:: WHAT IS EXPECTED ::
Where does the string "target" occur in the records below? Copy every line that holds it.

▼

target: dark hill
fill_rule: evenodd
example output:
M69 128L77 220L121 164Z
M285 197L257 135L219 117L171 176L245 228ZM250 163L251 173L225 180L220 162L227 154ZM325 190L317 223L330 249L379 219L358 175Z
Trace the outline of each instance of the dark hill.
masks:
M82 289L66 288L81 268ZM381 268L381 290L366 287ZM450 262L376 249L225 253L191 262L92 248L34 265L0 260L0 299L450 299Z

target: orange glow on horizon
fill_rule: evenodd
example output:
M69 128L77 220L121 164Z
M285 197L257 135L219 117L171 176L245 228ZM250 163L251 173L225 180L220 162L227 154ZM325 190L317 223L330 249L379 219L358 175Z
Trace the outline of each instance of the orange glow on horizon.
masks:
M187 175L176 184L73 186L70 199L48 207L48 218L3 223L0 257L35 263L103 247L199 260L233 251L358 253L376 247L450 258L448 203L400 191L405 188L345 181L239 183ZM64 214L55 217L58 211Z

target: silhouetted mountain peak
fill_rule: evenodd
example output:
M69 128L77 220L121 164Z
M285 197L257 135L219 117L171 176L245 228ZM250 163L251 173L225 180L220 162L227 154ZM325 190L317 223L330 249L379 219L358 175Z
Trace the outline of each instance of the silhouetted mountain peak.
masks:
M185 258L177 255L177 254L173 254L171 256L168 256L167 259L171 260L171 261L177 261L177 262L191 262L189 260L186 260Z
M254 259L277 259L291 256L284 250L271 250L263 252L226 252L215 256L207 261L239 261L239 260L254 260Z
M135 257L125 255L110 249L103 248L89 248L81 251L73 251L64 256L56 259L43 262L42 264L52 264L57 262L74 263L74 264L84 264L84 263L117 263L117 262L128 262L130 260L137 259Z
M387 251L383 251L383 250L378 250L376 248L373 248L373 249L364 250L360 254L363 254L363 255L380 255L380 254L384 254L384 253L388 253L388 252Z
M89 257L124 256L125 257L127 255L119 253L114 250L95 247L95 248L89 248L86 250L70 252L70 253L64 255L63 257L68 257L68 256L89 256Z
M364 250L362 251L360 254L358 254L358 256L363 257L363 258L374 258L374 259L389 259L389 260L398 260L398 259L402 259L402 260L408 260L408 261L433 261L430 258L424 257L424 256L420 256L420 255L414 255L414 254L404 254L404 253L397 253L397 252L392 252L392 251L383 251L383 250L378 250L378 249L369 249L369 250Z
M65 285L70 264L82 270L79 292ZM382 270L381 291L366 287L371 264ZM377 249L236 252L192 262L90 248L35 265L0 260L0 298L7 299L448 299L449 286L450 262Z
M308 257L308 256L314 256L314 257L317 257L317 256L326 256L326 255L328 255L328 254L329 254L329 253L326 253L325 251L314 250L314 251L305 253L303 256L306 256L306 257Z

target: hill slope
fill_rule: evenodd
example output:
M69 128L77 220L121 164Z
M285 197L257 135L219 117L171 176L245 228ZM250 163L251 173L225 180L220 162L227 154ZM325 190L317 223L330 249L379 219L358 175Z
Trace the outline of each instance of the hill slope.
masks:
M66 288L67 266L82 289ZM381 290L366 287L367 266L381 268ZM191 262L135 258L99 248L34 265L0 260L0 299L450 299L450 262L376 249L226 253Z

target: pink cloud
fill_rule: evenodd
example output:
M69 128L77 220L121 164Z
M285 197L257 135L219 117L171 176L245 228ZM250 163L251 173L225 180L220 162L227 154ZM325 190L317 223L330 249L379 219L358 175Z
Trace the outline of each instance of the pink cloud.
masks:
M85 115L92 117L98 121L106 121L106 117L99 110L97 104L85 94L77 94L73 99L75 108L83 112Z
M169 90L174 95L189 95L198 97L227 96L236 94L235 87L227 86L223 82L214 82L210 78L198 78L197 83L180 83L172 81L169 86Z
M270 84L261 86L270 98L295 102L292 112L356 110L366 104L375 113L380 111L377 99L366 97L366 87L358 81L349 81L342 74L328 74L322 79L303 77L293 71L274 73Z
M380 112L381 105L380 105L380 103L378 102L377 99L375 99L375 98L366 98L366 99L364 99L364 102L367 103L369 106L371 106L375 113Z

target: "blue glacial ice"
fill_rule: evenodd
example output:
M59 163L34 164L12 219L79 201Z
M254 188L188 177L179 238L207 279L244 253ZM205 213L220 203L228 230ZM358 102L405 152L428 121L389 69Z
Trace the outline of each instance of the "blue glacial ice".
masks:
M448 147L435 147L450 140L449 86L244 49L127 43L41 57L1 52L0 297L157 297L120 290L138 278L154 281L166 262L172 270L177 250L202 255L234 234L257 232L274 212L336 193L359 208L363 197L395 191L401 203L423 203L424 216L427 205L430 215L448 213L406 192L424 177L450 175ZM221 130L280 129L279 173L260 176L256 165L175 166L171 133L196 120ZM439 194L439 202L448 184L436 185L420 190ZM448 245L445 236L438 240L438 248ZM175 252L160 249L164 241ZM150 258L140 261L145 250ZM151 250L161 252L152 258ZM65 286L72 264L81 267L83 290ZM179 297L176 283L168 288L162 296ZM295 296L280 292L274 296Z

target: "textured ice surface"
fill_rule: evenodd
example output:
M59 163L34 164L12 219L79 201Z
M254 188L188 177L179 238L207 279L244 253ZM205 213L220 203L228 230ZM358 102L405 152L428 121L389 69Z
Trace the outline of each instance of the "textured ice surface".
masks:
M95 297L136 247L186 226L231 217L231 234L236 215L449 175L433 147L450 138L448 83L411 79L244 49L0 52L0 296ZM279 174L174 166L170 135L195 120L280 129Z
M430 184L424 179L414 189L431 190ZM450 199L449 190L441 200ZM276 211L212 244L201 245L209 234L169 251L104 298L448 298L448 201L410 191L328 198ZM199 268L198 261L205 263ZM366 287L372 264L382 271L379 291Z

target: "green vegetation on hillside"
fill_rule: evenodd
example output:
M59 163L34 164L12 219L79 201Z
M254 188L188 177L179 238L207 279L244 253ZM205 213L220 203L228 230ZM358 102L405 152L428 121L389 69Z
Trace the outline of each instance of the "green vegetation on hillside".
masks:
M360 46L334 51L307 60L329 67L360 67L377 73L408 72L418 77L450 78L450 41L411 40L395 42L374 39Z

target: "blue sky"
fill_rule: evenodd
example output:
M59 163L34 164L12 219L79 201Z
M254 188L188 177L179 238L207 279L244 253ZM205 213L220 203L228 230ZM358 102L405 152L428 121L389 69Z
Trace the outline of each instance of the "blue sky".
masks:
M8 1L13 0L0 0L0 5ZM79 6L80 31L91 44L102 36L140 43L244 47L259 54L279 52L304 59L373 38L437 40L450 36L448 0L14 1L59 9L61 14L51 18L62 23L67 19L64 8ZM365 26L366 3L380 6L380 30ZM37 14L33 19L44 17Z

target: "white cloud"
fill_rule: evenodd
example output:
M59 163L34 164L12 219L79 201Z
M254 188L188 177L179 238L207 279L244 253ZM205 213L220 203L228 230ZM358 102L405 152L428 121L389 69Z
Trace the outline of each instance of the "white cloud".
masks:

▲

:: SOLUTION FOR THIS TASK ::
target: dark hill
target: orange glow on horizon
target: silhouetted mountain peak
target: hill slope
target: pink cloud
target: "blue glacial ice"
target: "textured ice surface"
target: "green vegetation on hillside"
target: "blue sky"
target: "white cloud"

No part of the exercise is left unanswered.